<<<<

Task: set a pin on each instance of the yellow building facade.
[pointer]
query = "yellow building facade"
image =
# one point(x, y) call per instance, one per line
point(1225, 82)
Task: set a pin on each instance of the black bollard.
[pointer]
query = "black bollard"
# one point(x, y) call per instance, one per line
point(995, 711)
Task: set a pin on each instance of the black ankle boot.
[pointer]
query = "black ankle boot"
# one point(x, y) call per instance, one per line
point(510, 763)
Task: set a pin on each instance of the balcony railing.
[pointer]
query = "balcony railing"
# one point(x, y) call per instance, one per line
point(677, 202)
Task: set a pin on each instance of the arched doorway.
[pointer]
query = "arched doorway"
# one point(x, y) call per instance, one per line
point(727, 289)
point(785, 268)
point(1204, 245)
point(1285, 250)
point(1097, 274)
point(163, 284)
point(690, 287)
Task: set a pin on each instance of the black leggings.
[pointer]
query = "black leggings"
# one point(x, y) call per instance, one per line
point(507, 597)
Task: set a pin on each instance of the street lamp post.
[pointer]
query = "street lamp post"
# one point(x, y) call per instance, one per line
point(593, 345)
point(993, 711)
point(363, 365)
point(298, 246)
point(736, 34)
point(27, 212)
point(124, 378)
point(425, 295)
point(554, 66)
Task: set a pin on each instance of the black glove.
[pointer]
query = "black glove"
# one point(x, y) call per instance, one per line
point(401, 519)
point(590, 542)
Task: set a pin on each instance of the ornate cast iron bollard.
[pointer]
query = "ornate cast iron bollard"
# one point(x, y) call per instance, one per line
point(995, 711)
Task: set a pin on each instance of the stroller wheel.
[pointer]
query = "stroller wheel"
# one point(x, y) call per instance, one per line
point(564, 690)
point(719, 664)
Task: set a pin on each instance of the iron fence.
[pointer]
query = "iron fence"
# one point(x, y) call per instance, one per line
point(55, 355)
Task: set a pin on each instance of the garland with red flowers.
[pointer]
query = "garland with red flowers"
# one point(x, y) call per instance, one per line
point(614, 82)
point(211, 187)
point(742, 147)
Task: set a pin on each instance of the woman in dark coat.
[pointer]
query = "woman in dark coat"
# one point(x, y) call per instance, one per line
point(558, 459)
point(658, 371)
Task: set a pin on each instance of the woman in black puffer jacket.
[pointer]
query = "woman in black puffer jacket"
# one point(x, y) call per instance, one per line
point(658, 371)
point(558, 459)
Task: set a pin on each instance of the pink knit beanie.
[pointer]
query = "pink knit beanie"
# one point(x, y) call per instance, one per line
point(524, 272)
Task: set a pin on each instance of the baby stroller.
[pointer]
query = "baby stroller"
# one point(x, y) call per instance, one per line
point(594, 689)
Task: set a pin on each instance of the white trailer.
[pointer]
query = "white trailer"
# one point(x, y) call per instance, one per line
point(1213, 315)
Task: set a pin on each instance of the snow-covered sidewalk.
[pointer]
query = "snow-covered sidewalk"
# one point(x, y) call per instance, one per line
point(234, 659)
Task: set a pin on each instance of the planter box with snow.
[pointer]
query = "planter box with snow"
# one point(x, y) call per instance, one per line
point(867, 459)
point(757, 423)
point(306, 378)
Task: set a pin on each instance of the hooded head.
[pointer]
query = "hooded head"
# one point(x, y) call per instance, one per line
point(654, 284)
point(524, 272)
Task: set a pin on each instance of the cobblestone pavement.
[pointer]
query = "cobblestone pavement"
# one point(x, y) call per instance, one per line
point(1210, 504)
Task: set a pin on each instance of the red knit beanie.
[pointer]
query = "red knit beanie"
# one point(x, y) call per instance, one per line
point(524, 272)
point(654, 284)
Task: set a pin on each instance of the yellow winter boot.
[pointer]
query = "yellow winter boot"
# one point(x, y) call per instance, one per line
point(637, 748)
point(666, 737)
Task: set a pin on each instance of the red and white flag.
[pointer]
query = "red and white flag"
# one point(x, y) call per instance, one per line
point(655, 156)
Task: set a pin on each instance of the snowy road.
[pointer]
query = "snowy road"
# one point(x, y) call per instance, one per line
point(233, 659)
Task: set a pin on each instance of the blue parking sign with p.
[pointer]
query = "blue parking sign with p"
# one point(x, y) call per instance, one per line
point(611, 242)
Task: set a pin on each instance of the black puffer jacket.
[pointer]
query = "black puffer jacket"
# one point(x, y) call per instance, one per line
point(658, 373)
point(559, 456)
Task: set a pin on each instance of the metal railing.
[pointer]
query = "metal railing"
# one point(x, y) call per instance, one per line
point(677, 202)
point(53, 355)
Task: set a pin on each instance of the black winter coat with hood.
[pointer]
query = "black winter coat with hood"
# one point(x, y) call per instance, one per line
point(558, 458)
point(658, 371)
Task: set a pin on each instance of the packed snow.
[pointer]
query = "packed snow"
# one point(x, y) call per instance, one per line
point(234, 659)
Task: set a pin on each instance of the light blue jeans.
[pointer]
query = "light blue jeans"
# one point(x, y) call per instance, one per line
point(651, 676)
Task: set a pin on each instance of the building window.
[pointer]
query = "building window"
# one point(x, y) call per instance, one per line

>>>>

- THE PROBLEM
Reproduce precisely the span of lines that begins at the line containing "Task: set a pin on each instance of the black puffer" and ends with the last line of the listing.

- CORRECT RESULT
Task: set a pin on each instance of the black puffer jacket.
[pointer]
query = "black puffer jacket"
# one point(x, y) call per instance, one per line
point(658, 373)
point(559, 456)
Task: set a pin on each instance of the metal railing.
[pointer]
query = "metal railing"
# one point(x, y) call per instance, one per line
point(677, 202)
point(53, 355)
Task: set a pin on each instance of the black winter coat with hood.
[pointer]
query = "black winter coat with hood"
# one point(x, y) call per instance, one per line
point(558, 458)
point(658, 371)
Task: set a pin on each instance of the packed snow.
[pointer]
query = "packed snow"
# one point(x, y) call per instance, one per line
point(234, 659)
Task: set a pin on each instance of the light blue jeans.
[pointer]
query = "light blue jeans"
# one point(x, y) call per instance, one per line
point(651, 676)
Task: set a pin on each instance of the building window.
[pointer]
query = "building window"
# one point(x, y) call per instance, one per line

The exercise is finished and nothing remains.